What this task involves >>
Answer these questions using the passage on the three lawyers:
1. During which years did Davis serve as counsel to Governor Mario Cuomo?
2. In how many appellate courts has Davidson argued cases?
3. Which of Aristotle's modes of persuasion does Davidson link to Lacovara?

Reading text >>
══════════

Davis—who clerked for Leventhal a few years after Lacovara's tenure with the judge ended—spent much of his career at Cleary Gottlieb Steen & Hamilton, where he has held the title senior counsel since July 2012. Active in New York politics, he served as counsel to then–New York Governor Mario Cuomo from 1985 to 1991 and made an unsuccessful run to become the state's attorney general in 1998. The only one of the three who hasn't argued before the Supreme Court, Davis is also involved in the New York City Bar Association and once served as the group's president.

Davidson is a Hughes Hubbard lifer who retired from the firm at the beginning of the year. In addition to his practice, he has served as president of The Legal Aid Society and chairman of the Federal Defenders of New York and continues to sit on the boards of several nonprofit organizations. His experience includes arguing cases in 16 appellate courts in seven states, seven federal circuits, and at the Supreme Court.

Davidson likens the perspectives the three men bring to the venture to Aristotle's three modes of persuasion: ethos (Davidson), pathos (Davis), and logos (Lacovara). "I would call Phil theoretical, with a very strong intellectual approach to the law," Davidson says. "I think of Evan as being sensitive to the moral dimension of the case, where’s the right and wrong in the situation. And I’m more oriented toward the practical."

══════════

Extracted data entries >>
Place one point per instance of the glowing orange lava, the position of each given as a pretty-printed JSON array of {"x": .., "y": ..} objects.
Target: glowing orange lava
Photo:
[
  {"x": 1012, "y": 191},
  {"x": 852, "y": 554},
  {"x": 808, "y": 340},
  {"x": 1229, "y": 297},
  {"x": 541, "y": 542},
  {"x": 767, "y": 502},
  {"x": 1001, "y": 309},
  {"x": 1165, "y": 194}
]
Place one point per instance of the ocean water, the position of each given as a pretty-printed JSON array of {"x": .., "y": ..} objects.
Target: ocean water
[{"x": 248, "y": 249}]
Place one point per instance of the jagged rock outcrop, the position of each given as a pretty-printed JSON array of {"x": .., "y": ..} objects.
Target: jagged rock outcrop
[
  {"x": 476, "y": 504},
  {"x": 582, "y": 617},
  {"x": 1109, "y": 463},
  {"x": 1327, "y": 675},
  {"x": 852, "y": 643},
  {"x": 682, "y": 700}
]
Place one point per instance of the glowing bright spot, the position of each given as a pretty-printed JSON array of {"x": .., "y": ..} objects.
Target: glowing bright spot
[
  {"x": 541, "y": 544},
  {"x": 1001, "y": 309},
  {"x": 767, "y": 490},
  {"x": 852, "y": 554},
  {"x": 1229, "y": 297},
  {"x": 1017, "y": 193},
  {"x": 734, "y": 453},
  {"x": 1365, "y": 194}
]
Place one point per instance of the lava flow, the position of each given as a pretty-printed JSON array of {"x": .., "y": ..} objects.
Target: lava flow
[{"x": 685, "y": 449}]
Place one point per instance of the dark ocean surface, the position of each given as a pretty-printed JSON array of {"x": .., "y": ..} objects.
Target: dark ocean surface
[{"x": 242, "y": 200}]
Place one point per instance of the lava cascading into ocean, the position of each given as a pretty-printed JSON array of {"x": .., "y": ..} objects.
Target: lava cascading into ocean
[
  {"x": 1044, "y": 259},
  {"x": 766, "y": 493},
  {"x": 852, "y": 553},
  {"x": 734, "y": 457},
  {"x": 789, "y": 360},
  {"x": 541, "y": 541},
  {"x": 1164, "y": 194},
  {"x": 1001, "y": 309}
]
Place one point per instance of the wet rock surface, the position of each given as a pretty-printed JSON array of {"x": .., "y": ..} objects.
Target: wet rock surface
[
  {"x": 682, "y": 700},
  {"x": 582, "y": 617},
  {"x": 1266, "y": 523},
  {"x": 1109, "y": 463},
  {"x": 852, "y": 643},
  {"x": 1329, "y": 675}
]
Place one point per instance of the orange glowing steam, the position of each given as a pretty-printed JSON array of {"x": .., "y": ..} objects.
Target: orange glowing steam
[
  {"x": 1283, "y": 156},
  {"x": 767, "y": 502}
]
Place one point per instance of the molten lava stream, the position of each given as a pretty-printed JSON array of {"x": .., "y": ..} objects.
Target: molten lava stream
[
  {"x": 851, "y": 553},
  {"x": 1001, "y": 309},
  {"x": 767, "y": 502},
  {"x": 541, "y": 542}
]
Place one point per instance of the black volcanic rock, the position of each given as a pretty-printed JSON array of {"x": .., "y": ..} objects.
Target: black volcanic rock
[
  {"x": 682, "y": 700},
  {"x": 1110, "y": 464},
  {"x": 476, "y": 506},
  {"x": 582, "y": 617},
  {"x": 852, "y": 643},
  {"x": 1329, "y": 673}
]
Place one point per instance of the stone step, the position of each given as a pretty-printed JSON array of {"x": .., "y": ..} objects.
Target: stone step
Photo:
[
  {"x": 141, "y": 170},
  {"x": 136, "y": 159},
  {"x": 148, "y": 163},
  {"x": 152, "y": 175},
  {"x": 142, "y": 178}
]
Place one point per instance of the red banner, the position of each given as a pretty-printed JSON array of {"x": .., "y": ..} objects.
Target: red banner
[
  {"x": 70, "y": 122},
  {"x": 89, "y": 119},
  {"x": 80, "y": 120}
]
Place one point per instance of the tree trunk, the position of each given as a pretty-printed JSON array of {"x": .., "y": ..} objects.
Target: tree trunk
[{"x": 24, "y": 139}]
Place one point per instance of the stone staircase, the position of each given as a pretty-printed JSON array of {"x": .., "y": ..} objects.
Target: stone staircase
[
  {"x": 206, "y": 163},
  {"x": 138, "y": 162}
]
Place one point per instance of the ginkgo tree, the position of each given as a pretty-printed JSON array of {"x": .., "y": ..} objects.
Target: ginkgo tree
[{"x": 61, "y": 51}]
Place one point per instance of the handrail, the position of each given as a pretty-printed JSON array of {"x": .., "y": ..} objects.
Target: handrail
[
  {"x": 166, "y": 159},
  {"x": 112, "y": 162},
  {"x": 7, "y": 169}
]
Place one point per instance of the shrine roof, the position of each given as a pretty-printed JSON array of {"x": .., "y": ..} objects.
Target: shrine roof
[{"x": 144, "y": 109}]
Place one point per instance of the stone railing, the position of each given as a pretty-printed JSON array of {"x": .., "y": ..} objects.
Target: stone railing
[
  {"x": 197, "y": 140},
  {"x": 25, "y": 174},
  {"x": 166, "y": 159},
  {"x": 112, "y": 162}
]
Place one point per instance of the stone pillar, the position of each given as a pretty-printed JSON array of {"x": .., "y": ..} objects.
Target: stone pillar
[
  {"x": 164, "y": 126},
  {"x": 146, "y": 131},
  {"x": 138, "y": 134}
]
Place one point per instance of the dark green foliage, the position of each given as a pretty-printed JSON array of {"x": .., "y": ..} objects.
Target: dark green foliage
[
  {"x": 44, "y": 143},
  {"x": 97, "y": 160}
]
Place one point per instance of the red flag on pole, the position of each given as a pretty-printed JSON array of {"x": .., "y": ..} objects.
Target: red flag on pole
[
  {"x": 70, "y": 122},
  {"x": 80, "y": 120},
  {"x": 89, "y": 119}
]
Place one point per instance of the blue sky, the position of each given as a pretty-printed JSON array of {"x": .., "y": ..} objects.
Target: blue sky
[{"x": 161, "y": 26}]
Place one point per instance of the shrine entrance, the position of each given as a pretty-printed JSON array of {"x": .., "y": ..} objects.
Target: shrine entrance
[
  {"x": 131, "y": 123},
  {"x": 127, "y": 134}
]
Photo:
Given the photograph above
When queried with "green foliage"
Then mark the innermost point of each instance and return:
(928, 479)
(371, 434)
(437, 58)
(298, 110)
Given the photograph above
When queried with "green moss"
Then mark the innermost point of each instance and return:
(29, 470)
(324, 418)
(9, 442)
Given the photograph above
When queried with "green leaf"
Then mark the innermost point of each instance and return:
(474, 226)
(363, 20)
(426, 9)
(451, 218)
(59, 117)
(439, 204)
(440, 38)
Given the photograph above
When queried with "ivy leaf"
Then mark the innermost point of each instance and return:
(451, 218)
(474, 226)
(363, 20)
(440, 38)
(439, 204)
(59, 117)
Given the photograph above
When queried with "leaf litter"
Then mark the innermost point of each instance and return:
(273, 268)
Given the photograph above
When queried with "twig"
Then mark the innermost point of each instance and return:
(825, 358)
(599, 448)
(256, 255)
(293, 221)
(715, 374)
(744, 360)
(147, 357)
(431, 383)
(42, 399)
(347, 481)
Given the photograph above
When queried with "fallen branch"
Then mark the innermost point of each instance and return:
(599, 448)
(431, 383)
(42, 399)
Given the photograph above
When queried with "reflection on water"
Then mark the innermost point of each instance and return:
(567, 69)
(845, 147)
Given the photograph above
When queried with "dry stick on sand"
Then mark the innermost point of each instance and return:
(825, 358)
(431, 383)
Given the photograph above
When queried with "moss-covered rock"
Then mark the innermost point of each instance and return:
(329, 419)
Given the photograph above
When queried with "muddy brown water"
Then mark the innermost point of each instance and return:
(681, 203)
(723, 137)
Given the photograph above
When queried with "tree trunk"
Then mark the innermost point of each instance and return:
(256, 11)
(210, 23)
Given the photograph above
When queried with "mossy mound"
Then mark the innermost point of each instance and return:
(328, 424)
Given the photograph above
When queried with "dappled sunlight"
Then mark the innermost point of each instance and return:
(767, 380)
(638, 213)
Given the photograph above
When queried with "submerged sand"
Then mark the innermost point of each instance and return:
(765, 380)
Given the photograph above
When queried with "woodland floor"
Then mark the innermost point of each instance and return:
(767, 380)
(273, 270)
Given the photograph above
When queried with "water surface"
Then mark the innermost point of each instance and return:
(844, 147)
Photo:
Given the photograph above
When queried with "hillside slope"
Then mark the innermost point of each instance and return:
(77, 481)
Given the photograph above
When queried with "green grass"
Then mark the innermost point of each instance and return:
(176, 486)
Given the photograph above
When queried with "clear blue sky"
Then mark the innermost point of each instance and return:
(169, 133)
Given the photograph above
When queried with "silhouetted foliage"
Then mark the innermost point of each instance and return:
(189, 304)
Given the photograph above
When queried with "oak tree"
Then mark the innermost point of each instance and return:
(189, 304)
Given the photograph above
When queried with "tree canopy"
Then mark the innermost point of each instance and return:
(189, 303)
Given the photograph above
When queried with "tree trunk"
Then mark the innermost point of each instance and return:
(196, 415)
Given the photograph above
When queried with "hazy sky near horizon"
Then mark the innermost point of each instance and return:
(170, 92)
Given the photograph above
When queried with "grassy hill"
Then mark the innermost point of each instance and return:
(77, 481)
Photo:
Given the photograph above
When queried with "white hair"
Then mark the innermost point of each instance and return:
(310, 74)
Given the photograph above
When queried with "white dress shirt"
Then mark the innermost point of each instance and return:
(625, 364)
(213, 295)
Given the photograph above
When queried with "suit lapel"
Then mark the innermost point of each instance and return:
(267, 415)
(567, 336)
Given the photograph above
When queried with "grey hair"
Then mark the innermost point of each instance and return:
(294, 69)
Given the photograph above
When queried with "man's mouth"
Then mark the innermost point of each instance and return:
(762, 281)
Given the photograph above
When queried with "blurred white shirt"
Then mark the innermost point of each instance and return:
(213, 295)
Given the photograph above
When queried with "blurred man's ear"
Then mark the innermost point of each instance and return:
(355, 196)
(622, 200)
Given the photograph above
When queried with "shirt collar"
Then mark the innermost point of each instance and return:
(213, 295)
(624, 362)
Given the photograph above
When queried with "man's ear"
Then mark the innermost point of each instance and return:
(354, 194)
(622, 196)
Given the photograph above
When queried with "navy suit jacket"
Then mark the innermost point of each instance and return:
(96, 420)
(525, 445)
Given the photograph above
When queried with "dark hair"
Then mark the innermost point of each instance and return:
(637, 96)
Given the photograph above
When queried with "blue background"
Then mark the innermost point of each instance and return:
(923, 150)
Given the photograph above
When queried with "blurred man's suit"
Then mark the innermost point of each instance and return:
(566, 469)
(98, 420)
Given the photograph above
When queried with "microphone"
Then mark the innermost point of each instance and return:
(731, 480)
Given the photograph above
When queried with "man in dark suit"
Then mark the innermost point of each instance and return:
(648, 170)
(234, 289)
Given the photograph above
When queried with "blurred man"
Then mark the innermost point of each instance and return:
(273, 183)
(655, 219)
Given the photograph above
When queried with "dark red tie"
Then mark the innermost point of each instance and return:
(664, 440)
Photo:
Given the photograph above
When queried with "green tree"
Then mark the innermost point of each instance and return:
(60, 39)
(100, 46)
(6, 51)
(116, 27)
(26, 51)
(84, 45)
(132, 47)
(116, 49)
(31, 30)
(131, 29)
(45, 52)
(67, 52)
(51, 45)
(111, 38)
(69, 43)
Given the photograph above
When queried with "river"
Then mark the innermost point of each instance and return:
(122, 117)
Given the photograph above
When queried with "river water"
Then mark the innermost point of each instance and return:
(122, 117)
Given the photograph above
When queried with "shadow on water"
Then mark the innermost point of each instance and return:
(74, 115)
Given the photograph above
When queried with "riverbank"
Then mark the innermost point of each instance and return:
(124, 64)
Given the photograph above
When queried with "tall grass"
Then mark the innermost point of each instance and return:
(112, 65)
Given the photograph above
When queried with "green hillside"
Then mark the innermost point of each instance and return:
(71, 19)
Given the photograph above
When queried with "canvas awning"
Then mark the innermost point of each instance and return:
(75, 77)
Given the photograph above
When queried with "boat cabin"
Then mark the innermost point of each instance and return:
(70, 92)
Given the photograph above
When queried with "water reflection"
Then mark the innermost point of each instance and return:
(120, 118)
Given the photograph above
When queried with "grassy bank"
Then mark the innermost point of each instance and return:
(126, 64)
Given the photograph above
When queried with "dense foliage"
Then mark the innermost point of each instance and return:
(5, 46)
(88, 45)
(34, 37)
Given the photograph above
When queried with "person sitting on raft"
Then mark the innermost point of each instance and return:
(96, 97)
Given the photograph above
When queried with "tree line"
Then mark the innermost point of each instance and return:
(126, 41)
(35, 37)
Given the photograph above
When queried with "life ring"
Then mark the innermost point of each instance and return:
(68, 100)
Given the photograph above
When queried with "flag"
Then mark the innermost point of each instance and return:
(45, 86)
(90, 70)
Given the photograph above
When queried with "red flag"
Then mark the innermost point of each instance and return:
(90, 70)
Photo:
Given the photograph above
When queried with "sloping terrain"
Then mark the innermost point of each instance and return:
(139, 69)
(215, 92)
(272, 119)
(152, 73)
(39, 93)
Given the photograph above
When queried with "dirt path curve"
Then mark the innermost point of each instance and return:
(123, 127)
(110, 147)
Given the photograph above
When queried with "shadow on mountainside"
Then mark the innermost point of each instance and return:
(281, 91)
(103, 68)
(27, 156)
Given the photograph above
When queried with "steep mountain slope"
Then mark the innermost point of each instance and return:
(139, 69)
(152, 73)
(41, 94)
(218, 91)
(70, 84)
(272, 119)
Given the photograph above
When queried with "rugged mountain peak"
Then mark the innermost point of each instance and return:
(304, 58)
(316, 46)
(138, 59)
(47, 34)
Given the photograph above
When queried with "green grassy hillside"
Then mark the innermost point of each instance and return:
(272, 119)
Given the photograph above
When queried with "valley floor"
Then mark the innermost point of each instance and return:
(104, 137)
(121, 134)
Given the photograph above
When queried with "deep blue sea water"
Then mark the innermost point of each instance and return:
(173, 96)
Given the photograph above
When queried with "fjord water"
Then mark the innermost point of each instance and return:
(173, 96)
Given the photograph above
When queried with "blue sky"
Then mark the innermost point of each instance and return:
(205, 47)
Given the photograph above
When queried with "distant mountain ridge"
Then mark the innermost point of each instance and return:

══════════

Answer to this exercise >>
1. From 1985 to 1991.
2. In 16 appellate courts in seven states.
3. Logos.